Each entry has to be copied exactly, with nothing missed.

(Records from a data collection)

------------

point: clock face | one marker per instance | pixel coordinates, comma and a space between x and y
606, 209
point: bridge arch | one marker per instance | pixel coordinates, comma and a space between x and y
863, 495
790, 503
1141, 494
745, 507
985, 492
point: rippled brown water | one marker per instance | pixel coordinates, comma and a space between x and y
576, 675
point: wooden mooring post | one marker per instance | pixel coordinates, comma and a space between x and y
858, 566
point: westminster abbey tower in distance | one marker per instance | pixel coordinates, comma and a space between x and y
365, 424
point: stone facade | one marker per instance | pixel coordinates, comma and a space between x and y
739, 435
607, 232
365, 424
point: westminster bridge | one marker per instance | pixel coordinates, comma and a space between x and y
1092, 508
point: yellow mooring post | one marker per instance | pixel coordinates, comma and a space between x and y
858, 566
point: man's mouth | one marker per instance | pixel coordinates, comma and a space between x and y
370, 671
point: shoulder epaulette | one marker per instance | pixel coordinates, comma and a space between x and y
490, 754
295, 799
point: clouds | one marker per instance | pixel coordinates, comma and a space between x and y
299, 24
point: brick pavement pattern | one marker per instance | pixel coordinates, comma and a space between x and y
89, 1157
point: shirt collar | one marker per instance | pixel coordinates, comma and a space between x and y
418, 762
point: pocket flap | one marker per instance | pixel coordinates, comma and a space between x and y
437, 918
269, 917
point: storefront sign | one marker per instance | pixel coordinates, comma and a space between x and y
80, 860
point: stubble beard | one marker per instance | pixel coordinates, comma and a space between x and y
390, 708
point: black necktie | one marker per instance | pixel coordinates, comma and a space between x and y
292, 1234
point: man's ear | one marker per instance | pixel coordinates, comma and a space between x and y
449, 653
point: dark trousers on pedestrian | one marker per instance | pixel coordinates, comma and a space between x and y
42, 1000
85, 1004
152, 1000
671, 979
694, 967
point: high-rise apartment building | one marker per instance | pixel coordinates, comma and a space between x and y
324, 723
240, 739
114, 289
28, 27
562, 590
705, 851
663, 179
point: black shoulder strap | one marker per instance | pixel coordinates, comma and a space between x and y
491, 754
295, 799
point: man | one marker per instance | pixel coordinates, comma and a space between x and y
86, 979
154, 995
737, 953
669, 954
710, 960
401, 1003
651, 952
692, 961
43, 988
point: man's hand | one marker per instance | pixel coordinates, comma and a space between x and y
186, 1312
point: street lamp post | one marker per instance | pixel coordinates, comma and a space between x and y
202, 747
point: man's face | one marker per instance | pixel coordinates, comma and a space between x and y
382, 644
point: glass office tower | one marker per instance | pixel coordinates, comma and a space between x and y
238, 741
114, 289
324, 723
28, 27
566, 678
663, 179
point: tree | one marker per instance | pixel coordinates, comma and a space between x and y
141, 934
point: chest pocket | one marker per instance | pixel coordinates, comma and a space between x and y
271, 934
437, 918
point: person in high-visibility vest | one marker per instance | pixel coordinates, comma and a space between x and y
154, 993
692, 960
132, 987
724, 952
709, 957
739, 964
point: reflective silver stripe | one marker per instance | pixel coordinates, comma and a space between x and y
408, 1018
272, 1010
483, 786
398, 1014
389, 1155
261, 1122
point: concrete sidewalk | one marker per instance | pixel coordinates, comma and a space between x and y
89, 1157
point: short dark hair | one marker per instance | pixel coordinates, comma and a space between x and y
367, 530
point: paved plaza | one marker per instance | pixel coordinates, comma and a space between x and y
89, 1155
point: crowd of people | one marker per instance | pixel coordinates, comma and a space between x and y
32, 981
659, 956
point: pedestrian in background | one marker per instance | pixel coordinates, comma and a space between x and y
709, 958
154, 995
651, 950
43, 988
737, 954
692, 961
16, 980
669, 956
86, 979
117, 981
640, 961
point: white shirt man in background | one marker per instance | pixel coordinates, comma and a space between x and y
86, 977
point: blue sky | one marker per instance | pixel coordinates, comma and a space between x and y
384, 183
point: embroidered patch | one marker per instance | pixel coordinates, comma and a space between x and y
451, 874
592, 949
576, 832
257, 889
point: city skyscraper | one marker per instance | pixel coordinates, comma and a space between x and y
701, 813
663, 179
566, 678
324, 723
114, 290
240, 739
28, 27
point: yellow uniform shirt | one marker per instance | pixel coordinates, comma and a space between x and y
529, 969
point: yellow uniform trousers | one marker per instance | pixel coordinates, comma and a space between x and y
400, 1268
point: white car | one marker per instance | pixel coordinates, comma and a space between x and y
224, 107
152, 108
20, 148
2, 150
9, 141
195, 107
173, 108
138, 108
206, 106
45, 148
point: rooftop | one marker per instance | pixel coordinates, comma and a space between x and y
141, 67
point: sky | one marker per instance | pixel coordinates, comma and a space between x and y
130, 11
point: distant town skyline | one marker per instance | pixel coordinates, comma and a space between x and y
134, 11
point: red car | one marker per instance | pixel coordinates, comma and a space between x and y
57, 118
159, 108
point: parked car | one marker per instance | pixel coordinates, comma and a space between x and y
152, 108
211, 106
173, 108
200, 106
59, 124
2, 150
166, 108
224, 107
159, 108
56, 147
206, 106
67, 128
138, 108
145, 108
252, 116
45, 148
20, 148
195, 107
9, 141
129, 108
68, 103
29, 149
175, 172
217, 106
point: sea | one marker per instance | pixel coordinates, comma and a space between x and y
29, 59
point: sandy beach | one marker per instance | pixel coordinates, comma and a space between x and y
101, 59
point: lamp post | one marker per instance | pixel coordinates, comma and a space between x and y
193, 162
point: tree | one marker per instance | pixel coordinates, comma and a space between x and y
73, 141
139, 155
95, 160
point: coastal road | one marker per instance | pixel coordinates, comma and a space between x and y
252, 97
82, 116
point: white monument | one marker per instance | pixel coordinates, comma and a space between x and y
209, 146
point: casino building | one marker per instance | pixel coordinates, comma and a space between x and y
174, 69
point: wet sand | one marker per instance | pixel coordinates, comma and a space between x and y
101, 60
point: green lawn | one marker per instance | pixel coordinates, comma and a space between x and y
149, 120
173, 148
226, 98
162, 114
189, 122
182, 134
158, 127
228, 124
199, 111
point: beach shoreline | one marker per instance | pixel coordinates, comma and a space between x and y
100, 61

------------

» **Output of the task**:
point: clock face | one marker per instance | pixel coordinates, comma and a space between x and y
606, 209
point: bridge arch | one marker per instance | pixel coordinates, comma and a space between x and y
863, 495
790, 503
1141, 494
745, 507
985, 492
point: rippled brown water | one marker per instance | pixel coordinates, comma and a space between x and y
576, 675
point: wooden mooring post | one marker per instance | pixel coordinates, comma and a space between x and y
858, 566
point: westminster abbey tower in distance | one marker per instance | pixel coordinates, comma and a space between x and y
365, 424
point: stone facade | one marker per instance | pixel coordinates, comma and a space between x and y
739, 435
607, 232
365, 424
point: westminster bridge | one marker per instance | pixel coordinates, comma and a space between x and y
1092, 508
point: yellow mooring post | one marker per instance | pixel coordinates, comma and a space between x and y
858, 566
point: man's mouth | one marker per instance | pixel coordinates, comma and a space between x and y
370, 671
point: shoulder epaulette | one marker per instance | pixel coordinates, comma and a space between x and y
490, 754
295, 799
point: clouds | one marker per instance | pixel coordinates, comma and a space between x and y
299, 24
point: brick pavement pattern | one marker per instance | pixel coordinates, comma and a space between x and y
89, 1157
point: shirt collar | one marker per instance | pixel coordinates, comma and a space between x and y
418, 762
point: pocket flap | one marker per instance | pixel coordinates, comma and a space between x and y
437, 918
269, 917
point: storefront sign | one marker per instance | pixel coordinates, comma and a space between x and y
80, 860
point: stubble beard | one marker per instance | pixel coordinates, comma and a space between x and y
390, 708
point: black necktie | one marker per instance | pixel coordinates, comma and a space between x and y
292, 1234
point: man's ear | one marker per instance | pixel coordinates, comma and a space between x and y
449, 653
point: dark trousers on pedestrian | one marker per instance | pixel coordinates, comma and a space between x and y
42, 1000
85, 1004
152, 1000
671, 979
694, 967
point: high-rise apartment building | one marker per instance | pixel coordinates, comma and a space between x and y
324, 723
240, 739
114, 289
28, 27
562, 590
705, 851
663, 179
point: black shoulder strap | one marker per instance | pixel coordinates, comma and a space between x and y
491, 754
295, 799
point: man | one marker per instance | pixel coordinates, comma and a space between x and y
86, 979
154, 995
737, 953
669, 954
710, 960
401, 1003
651, 952
692, 961
43, 988
point: man's hand | one marker per instance | pixel coordinates, comma and a space between x and y
186, 1312
point: street lamp post | one marker per instance | pixel coordinates, comma and a space between x and y
202, 747
point: man's face | one marker per instance | pixel coordinates, comma and a space between x and y
382, 644
point: glass office tower | one marker per instance | pixel coordinates, comma and a space between x and y
238, 741
114, 289
324, 723
28, 27
566, 678
663, 179
point: tree | one marker per instance | pixel coordinates, comma and a space between x and y
141, 934
point: chest pocket | one marker per instance | pixel coordinates, comma and a space between x and y
271, 934
437, 918
point: person in high-visibility vest | one marker per instance | pixel coordinates, comma and a space between x and y
154, 993
692, 960
132, 987
724, 952
709, 957
739, 964
point: reflective silver stripe | one marker per instance | pixel coordinates, comma and a space between x and y
408, 1018
272, 1010
483, 786
398, 1014
389, 1155
261, 1122
point: concrete sidewalk | one marker per instance | pixel coordinates, comma and a space between x and y
89, 1157
point: short dark hair | one marker per instance | pixel coordinates, comma and a space between x and y
367, 530
point: paved plaza | one marker per instance | pixel coordinates, comma and a space between x and y
89, 1155
point: crowd of people | one marker per instance | pixel coordinates, comma and a space between x and y
32, 981
659, 956
point: pedestrian in background | one marker per instance | pixel coordinates, comma and a space between x and y
709, 958
154, 995
651, 950
43, 988
737, 954
692, 961
16, 980
669, 956
86, 979
117, 981
640, 961
point: white shirt man in background | one marker per instance | pixel coordinates, comma and a space between x and y
86, 977
point: blue sky | one marker per instance | pixel coordinates, comma and a space between x and y
384, 183
point: embroidered patch | one marker per instance | pixel coordinates, comma and a space between x and y
451, 874
592, 949
576, 832
257, 889
point: city skyscraper | one marker per instance | pixel coordinates, comma and a space between x and y
701, 813
663, 179
566, 678
324, 723
114, 290
240, 739
28, 27
point: yellow uniform shirt | one marker per instance | pixel coordinates, comma and a space between x and y
529, 969
point: yellow uniform trousers | one marker per instance | pixel coordinates, comma and a space between x and y
400, 1268
point: white car | one marker per instance | pixel coordinates, comma and a space between x and y
224, 107
152, 108
20, 148
2, 150
9, 141
195, 107
173, 108
138, 108
206, 106
45, 148
point: rooftop | one marker per instance | pixel coordinates, comma and a space between x and y
141, 67
point: sky | one marker per instance | pixel coordinates, comma and a space between x and y
130, 11
point: distant town skyline | one marker per instance | pixel coordinates, comma and a space between x and y
134, 11
point: red car | one marker per instance | pixel coordinates, comma and a space between x and y
57, 118
159, 108
point: parked car | one marker per instance | pixel coordinates, comma and a space between x and y
152, 108
211, 106
173, 108
200, 106
59, 124
2, 150
166, 108
224, 107
159, 108
56, 147
206, 106
67, 128
138, 108
145, 108
252, 116
45, 148
20, 148
195, 107
9, 141
129, 108
68, 103
29, 149
175, 172
217, 106
point: sea | one marker per instance | pixel coordinates, comma and a space between x and y
29, 59
point: sandy beach | one marker per instance | pixel coordinates, comma and a space between x and y
101, 59
point: lamp post | one marker per instance | pixel coordinates, comma and a space between x and y
193, 162
point: tree | one marker per instance | pixel coordinates, comma and a space between x and y
73, 141
139, 155
95, 160
point: coastal road | one marker per instance | pixel coordinates, comma and a space between x and y
252, 97
82, 116
point: white monument | one marker per instance | pixel coordinates, comma and a space between x and y
209, 146
point: casino building | one marker per instance | pixel coordinates, comma and a space between x and y
174, 69
point: wet sand | one marker per instance | pixel coordinates, comma and a space between x and y
101, 60
point: green lawn | one marker per instance | pixel coordinates, comma and a space between x and y
149, 120
173, 148
226, 98
162, 114
189, 122
182, 134
158, 127
228, 124
199, 111
point: beach shoreline | one marker per instance | pixel coordinates, comma and a space between x and y
100, 61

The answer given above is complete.